● **Selected passage**
######

05/17/2017 08:53 EDT | Updated 05/18/2017 10:44 EDT

Impeachment: A Forbidden Word Begins To Make Rounds In Washington

To be sure, it remains a distant hypothetical threat.

WASHINGTON — The I-word has entered the Washington vocabulary. That forbidden word — the 11-letter pathway to political damnation, is suddenly, timidly, tiptoeing onto the tongues of capital-dwellers.

A Democrat suggested it on the floor of Congress on Wednesday. A Republican conceded it might be a possibility. And an Independent expressed regret about having to even mention the fear-inducing noun.


"The president must be impeached," said Democrat Al Green, raising it on the congressional floor Wednesday. "This is not something to be taken lightly. And I do not.... It's a position of conscience for me."

Impeachment still a distant threat

The fact that it's travelled in just one week from the realm of liberal bar-room fantasizing to open discussion in the hallways of Congress indicates the degree of turmoil caused to Trump's presidency in just a few days.

To be sure, impeachment remains a distant hypothetical threat. The more immediate concern for Trump is the mounting pile of investigations, with new elements added Wednesday.

The biggest development was the Justice Department announcing the appointment of a special counsel in the Russia probe. It will led by Robert Mueller, the former FBI director who preceded the now-fired James Comey.

How did this happen? It's been less than two weeks since the president held a victory party on the White House lawn, surrounded by jubilant Republicans, as they celebrated the partial passage of a health-reform bill.

######

● **Provided material**
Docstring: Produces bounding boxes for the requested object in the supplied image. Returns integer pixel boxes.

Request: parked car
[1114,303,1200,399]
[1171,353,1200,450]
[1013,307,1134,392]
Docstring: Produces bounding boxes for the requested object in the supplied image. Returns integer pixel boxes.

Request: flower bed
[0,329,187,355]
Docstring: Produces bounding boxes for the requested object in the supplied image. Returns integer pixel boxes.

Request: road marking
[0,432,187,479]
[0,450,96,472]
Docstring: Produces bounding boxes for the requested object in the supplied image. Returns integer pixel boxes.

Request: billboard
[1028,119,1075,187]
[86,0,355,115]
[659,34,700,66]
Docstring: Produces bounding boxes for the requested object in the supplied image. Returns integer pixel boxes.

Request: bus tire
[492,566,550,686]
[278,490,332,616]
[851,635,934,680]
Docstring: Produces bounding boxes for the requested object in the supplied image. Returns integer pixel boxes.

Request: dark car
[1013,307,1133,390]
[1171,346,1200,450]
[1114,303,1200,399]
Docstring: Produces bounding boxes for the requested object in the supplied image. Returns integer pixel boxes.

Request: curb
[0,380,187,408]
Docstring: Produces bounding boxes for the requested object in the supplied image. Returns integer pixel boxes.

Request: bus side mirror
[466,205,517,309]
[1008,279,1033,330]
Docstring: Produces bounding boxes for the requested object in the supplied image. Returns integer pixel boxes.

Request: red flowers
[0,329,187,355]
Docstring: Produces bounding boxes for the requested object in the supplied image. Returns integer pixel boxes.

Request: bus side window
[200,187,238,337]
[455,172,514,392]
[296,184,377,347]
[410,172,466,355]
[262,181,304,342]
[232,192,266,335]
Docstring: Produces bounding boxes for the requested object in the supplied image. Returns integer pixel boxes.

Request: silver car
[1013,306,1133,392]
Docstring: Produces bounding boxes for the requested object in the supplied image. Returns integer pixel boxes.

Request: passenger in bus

######

Copy out the impeachment article word for word, from start to finish. This data comes from a separate source.

● **Answer to the problem**
05/17/2017 08:53 EDT | Updated 05/18/2017 10:44 EDT

Impeachment: A Forbidden Word Begins To Make Rounds In Washington

To be sure, it remains a distant hypothetical threat.

WASHINGTON — The I-word has entered the Washington vocabulary. That forbidden word — the 11-letter pathway to political damnation, is suddenly, timidly, tiptoeing onto the tongues of capital-dwellers.

A Democrat suggested it on the floor of Congress on Wednesday. A Republican conceded it might be a possibility. And an Independent expressed regret about having to even mention the fear-inducing noun.


"The president must be impeached," said Democrat Al Green, raising it on the congressional floor Wednesday. "This is not something to be taken lightly. And I do not.... It's a position of conscience for me."

Impeachment still a distant threat

The fact that it's travelled in just one week from the realm of liberal bar-room fantasizing to open discussion in the hallways of Congress indicates the degree of turmoil caused to Trump's presidency in just a few days.

To be sure, impeachment remains a distant hypothetical threat. The more immediate concern for Trump is the mounting pile of investigations, with new elements added Wednesday.

The biggest development was the Justice Department announcing the appointment of a special counsel in the Russia probe. It will led by Robert Mueller, the former FBI director who preceded the now-fired James Comey.

How did this happen? It's been less than two weeks since the president held a victory party on the White House lawn, surrounded by jubilant Republicans, as they celebrated the partial passage of a health-reform bill.